START TEXT

UNICEF: During short ceasefire, some life-saving supplies delivered in Gaza
More needed to help children and families after 12 days of fighting
AMMAN, JORDAN, 7 January 2009 –A three-hour ceasefire today provided a limited opportunity for UNICEF to release some life-saving supplies for delivery to families in Gaza, including 560 family water kits (each kit can serve 6 people) and 5 health kits. These materials were already positioned inside Gaza.
The ceasefire is a first small step in addressing the urgent needs of children caught in the conflict, but a great deal more needs to be done to protect the vulnerable, including children, and an immediate and durable cease-fire by all parties is the only means by which their urgent needs can be met.
Many have fled their homes, seeking shelter with friends, relatives or in schools.
Many families are sleeping in the cold – either because of house windows were blown out or because they have opened them to avoid injury from broken glass due to explosions. Parents say children have had very little sleep and they show the common signs of trauma including severe anxiety, bed wetting, loss of appetite and general malaise.
Over a million Gazans, approximately 75%, do not have electricity, according to information UNICEF has received. Lack of electricity and shortage of fuel are constraining households from heating water for purification. Furthermore, sanitation services, including solid waste removal, have been discontinued due to the ongoing fighting.
UNICEF is advised that only nine bakeries remain open throughout Gaza, with limited supplies that are rationed to households. The bakeries have not received wheat flour since the beginning of the ground operation (12 days ago) and prices have doubled in some areas and there is a lack of cash with which to buy any available food. Shortages of cooking gas and other fuel are constraining households from cooking food. Some 80 percent of the population normally rely on food assistance provided by international humanitarian actors.

END TEXT
START DATA SUPPLIED

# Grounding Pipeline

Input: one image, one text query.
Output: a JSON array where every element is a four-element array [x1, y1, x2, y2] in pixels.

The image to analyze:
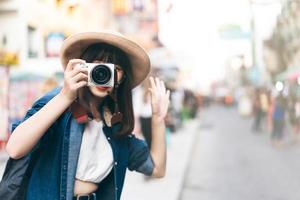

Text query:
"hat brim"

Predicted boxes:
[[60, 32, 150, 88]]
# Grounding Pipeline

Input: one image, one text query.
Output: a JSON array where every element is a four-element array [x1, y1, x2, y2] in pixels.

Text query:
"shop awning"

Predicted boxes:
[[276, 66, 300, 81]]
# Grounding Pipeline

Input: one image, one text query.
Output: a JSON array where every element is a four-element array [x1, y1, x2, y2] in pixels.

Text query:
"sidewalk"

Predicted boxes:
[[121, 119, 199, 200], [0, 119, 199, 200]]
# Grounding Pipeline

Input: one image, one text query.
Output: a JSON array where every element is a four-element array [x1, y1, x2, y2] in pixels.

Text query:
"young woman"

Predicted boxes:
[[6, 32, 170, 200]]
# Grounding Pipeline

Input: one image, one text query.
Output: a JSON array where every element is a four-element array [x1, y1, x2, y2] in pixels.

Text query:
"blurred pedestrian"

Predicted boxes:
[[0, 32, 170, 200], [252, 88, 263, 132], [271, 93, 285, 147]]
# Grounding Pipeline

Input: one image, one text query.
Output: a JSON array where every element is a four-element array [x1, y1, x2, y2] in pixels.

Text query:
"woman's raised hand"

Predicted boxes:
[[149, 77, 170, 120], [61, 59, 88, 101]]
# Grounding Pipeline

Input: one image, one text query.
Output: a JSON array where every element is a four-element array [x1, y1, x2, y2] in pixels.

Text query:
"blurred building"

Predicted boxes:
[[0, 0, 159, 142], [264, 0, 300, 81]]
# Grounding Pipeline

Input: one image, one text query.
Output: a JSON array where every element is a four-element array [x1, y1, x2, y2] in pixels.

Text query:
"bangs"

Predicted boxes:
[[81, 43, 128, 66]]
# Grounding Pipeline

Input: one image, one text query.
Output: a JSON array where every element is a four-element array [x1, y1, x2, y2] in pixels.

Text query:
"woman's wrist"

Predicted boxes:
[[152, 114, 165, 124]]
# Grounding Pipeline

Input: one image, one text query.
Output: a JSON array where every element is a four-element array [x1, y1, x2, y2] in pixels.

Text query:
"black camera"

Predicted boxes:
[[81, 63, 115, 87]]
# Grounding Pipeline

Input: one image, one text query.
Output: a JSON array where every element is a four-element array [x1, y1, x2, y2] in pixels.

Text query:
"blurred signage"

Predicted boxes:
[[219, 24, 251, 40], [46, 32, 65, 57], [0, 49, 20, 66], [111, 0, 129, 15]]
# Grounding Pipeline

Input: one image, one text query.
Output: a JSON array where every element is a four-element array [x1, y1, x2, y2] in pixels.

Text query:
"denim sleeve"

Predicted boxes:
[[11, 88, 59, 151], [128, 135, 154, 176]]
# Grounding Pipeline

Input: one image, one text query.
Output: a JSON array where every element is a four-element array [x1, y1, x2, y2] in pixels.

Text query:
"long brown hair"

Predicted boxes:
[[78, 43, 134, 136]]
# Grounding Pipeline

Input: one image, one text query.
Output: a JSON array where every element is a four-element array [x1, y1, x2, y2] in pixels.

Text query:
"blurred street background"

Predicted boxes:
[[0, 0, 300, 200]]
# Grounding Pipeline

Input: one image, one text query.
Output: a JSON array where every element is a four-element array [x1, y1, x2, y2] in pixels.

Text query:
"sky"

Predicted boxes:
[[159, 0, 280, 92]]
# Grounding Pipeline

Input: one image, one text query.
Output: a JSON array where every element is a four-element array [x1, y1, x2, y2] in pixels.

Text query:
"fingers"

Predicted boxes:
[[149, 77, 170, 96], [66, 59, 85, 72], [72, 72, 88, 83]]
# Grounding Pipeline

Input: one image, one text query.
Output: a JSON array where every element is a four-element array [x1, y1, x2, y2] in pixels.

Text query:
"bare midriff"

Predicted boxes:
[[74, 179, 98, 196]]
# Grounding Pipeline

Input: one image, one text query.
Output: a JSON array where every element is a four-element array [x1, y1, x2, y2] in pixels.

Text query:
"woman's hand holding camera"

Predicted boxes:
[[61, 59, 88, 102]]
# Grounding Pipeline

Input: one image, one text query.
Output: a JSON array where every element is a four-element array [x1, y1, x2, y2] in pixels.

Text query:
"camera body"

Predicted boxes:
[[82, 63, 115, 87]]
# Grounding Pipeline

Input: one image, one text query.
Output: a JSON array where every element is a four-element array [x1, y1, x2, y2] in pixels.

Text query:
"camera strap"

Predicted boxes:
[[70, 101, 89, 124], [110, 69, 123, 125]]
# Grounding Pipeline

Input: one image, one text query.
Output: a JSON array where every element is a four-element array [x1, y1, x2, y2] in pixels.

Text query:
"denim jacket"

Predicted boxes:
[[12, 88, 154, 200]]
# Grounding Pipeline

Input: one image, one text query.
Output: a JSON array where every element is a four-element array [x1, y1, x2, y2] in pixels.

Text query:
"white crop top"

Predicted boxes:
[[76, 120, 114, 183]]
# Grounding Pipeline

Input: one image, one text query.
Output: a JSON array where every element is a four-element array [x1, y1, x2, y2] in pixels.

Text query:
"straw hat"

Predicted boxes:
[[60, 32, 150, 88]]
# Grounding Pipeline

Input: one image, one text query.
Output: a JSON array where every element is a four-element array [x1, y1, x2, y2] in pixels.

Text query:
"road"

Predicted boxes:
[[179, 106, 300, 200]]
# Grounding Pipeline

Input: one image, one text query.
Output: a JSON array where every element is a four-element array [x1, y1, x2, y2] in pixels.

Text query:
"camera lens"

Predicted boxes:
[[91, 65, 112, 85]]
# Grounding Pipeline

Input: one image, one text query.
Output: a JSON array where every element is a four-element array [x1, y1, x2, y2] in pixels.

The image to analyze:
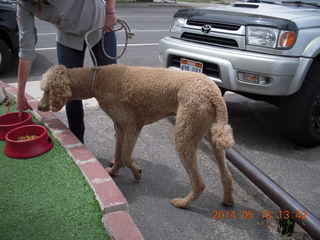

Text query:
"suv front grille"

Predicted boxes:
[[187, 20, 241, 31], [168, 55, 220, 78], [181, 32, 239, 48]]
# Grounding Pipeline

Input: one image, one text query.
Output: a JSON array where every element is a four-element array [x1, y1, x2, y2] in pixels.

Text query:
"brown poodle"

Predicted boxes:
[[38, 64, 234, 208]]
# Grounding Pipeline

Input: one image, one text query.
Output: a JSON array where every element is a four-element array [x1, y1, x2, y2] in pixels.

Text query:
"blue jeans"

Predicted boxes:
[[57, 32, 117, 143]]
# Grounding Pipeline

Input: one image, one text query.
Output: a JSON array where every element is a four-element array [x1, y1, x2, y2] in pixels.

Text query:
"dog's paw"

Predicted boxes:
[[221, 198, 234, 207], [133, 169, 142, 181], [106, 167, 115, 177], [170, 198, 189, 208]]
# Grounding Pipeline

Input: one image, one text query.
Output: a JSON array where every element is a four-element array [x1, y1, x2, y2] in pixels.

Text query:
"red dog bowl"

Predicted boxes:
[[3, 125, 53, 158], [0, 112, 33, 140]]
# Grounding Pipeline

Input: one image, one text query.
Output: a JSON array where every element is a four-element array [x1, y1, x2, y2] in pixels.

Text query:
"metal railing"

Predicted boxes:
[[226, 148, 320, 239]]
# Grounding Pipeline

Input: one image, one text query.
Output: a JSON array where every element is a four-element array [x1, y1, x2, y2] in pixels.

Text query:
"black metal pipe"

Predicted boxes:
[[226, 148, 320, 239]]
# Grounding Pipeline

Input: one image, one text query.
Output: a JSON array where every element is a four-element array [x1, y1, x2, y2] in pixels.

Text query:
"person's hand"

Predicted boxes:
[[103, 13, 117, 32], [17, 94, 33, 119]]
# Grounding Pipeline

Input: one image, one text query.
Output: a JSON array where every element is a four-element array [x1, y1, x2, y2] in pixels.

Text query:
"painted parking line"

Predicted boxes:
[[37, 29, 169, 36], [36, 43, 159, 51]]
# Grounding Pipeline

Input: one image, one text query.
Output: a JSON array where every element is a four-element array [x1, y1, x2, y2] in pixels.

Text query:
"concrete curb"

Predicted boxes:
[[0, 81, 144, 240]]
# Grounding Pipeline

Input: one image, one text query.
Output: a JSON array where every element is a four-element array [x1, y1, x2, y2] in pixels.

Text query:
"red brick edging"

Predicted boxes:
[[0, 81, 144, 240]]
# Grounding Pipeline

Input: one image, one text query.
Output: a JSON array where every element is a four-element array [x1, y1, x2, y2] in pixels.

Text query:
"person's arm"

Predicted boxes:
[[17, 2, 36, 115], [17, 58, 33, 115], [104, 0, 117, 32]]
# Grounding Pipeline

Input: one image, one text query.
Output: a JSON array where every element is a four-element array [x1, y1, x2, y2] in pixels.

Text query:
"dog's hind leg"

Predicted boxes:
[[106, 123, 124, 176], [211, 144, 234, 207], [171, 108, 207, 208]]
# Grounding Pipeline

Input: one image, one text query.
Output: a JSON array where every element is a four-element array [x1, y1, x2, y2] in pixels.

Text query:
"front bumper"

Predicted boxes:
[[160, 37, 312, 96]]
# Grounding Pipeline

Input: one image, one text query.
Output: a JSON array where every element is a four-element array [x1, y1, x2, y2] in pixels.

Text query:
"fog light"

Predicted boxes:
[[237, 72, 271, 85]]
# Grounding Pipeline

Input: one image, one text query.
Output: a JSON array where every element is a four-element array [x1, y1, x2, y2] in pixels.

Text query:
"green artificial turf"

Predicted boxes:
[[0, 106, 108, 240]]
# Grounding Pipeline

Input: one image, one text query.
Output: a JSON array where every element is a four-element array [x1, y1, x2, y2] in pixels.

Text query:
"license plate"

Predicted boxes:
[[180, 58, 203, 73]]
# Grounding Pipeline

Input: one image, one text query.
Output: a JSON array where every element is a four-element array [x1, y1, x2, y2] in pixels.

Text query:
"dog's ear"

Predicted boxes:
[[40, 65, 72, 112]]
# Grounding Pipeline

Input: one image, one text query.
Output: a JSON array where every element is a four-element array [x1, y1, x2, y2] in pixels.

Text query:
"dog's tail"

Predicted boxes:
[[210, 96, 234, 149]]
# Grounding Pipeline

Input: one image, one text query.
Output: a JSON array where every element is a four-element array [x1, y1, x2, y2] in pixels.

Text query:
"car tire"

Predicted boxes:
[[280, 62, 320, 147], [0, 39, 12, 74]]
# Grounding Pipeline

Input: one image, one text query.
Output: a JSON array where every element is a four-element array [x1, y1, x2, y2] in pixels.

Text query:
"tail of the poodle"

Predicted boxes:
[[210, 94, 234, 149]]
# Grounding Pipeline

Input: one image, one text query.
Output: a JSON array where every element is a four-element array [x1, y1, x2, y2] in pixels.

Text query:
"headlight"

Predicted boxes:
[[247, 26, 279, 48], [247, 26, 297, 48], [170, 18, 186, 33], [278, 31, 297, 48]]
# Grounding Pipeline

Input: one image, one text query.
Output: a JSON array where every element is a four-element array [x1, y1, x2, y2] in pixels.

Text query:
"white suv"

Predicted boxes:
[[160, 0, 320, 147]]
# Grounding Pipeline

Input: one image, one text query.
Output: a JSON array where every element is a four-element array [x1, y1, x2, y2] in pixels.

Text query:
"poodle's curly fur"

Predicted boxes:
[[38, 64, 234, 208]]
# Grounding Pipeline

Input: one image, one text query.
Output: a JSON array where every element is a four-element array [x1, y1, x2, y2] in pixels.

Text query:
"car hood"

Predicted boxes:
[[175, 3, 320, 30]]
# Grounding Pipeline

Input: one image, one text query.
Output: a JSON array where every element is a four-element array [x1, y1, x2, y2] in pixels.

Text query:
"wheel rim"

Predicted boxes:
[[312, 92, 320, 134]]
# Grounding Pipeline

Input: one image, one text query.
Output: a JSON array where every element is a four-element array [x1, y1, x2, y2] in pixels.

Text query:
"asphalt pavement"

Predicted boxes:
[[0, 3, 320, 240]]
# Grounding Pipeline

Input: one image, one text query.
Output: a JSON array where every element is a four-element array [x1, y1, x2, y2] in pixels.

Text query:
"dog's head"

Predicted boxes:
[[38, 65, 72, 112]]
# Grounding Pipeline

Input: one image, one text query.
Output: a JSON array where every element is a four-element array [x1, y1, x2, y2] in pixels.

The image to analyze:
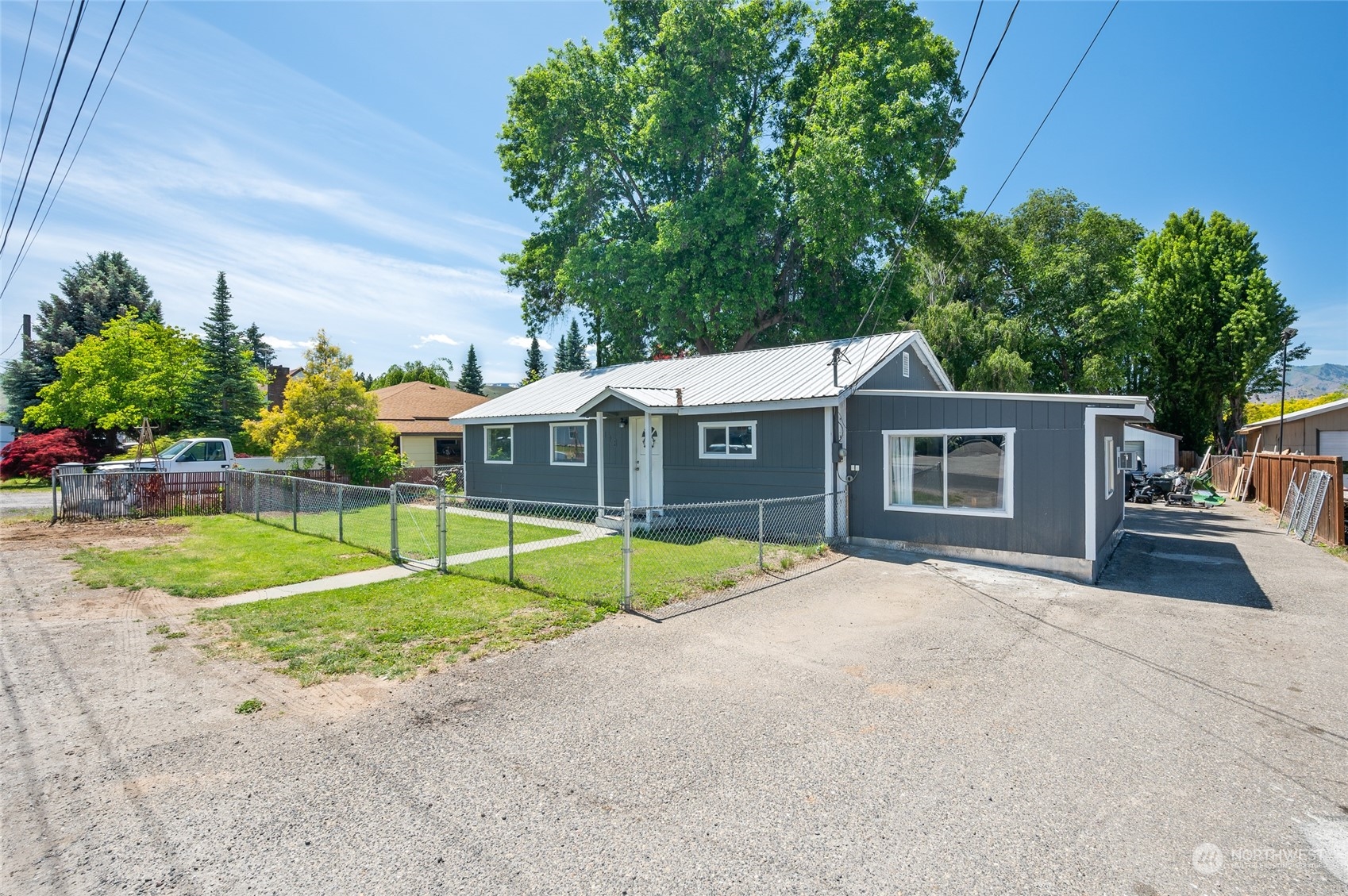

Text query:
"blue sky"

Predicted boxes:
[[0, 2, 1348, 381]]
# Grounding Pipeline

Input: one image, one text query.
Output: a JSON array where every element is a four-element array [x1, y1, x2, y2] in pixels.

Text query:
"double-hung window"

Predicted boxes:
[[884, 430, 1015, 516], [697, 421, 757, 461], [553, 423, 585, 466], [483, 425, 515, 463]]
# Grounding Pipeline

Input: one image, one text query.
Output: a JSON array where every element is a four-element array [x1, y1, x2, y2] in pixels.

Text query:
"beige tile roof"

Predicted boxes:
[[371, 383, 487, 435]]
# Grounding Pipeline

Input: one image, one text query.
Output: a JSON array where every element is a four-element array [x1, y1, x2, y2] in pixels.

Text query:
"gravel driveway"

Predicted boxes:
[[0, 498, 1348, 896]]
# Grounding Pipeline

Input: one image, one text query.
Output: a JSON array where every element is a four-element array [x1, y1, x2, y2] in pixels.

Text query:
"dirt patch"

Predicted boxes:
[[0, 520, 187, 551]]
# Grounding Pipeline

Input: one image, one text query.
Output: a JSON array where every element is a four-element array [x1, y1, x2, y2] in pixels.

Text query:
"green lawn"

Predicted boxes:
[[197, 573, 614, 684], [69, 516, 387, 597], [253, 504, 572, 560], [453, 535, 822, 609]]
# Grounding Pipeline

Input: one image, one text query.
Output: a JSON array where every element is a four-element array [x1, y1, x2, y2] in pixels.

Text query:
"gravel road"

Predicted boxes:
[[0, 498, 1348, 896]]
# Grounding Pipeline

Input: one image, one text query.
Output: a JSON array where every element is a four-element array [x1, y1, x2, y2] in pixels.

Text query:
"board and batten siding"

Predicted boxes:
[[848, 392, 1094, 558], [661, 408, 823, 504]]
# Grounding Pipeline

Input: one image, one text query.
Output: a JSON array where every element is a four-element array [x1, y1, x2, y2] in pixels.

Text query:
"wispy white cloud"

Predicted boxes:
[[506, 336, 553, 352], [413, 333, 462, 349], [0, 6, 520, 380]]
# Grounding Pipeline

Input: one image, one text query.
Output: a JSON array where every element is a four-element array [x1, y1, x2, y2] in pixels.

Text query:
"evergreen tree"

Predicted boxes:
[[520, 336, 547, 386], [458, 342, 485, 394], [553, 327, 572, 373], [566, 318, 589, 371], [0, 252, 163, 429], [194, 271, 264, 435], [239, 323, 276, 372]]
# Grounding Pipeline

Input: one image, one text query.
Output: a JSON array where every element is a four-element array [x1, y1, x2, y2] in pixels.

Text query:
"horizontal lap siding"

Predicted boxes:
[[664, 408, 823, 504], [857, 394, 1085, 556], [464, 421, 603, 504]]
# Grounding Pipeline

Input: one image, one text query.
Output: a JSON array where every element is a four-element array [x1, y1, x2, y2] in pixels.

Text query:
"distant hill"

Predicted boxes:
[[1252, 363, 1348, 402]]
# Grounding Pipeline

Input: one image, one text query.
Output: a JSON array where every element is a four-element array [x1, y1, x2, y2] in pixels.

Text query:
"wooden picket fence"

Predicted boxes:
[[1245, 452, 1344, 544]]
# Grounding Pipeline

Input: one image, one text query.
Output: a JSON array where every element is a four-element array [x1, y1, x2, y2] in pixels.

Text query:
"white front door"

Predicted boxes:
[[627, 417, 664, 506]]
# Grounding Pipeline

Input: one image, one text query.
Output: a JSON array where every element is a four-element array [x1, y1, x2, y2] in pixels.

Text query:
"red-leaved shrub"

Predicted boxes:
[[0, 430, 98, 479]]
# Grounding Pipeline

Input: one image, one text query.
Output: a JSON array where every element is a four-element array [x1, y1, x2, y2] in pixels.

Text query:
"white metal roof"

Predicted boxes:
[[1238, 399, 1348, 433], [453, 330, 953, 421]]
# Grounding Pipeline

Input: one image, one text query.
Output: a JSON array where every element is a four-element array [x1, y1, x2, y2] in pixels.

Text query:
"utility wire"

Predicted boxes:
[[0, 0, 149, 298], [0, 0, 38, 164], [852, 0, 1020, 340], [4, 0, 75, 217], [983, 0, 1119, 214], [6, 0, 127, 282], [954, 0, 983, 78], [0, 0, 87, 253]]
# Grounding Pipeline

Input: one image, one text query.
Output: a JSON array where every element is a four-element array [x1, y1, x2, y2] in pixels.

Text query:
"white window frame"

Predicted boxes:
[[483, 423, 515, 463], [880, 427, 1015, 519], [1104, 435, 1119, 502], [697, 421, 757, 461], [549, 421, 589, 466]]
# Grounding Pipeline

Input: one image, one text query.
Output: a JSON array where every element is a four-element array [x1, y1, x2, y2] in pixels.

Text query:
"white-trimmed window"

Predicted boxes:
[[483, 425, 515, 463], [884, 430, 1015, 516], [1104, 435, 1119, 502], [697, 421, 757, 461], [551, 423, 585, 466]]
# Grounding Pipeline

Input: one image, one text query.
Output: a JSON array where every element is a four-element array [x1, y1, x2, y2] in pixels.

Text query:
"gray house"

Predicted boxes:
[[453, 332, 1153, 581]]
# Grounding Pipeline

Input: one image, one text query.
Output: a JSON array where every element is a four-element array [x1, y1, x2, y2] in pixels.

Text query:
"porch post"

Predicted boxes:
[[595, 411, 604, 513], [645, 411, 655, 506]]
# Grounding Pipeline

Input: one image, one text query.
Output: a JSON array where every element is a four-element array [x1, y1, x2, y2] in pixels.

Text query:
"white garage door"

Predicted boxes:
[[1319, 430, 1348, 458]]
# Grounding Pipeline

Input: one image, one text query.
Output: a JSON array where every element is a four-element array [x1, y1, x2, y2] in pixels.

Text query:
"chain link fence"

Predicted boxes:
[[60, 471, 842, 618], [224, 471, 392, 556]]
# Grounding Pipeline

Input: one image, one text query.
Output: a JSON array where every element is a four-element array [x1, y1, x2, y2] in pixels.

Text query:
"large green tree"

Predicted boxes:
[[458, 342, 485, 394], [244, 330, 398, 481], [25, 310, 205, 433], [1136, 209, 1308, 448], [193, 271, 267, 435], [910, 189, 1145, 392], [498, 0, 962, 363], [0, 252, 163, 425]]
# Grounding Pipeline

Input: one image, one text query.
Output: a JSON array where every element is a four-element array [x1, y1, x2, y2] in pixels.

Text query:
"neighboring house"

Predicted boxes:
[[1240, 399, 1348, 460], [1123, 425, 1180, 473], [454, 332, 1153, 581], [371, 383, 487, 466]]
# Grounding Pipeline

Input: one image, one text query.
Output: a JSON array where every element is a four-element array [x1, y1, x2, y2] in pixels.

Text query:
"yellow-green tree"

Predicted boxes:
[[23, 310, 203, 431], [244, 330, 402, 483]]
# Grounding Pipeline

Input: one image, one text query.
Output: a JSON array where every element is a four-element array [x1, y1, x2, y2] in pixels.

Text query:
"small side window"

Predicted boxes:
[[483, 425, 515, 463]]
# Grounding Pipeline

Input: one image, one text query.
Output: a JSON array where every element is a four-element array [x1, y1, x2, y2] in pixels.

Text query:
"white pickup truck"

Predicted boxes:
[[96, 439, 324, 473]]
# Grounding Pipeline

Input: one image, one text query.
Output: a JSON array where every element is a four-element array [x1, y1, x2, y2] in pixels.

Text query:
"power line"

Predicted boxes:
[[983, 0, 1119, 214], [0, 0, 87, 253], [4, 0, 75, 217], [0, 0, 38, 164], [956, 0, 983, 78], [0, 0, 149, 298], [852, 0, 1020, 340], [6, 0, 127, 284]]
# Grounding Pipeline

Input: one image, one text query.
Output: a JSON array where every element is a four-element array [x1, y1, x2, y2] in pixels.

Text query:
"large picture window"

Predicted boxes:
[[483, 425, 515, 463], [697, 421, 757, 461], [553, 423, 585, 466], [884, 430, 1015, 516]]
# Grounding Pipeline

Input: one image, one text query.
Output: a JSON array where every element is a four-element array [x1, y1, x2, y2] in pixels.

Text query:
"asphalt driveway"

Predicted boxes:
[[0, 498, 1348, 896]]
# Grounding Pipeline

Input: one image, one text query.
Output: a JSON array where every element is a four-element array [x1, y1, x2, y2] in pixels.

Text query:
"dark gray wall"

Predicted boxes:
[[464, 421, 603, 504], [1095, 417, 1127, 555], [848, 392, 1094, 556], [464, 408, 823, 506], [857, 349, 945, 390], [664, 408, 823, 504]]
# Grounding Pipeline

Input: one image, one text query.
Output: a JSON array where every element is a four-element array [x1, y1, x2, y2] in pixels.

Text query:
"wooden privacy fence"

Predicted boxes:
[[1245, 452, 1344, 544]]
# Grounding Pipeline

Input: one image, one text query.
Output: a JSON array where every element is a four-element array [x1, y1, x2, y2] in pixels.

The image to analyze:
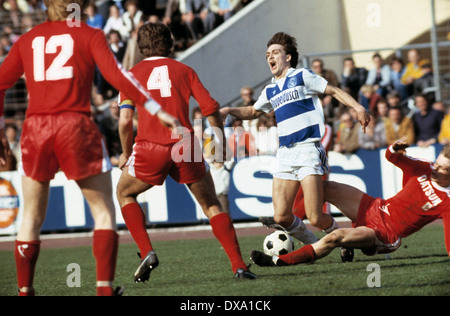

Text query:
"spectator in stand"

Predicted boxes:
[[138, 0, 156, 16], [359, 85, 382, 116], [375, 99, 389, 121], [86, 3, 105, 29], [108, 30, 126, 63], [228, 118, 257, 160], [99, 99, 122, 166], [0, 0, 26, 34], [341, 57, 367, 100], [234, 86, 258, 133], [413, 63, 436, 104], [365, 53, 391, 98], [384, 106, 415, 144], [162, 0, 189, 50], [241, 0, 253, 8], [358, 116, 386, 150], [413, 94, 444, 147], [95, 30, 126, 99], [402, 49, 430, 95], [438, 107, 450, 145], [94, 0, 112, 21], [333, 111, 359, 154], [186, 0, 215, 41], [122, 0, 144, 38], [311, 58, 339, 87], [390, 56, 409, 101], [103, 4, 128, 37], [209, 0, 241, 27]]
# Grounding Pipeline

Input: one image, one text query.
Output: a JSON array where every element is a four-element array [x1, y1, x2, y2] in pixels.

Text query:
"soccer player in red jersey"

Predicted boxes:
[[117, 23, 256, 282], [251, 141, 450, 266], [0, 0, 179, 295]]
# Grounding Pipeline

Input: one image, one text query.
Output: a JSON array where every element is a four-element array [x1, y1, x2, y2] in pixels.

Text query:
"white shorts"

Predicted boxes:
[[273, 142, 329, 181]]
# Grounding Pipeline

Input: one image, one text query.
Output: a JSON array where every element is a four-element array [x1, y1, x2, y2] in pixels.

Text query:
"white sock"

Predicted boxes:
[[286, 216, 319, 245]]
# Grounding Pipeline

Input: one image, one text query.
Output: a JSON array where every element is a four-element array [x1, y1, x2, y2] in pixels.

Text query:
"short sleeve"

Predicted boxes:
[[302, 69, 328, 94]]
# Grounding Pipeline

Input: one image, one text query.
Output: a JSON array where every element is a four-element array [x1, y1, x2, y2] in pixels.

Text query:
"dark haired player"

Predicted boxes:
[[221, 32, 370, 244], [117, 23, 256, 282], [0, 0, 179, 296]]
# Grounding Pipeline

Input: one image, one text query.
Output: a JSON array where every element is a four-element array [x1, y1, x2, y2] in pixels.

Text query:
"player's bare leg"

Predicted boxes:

END DATA SUPPLIED

* [WHAT THE TASK ASKS] Quote the Gaza report word for word, starting at the words "UNICEF: During short" and stopping after "positioned inside Gaza.". Work from the Gaza report alone.

* [EXERCISE SOLUTION]
UNICEF: During short ceasefire, some life-saving supplies delivered in Gaza
More needed to help children and families after 12 days of fighting
AMMAN, JORDAN, 7 January 2009 –A three-hour ceasefire today provided a limited opportunity for UNICEF to release some life-saving supplies for delivery to families in Gaza, including 560 family water kits (each kit can serve 6 people) and 5 health kits. These materials were already positioned inside Gaza.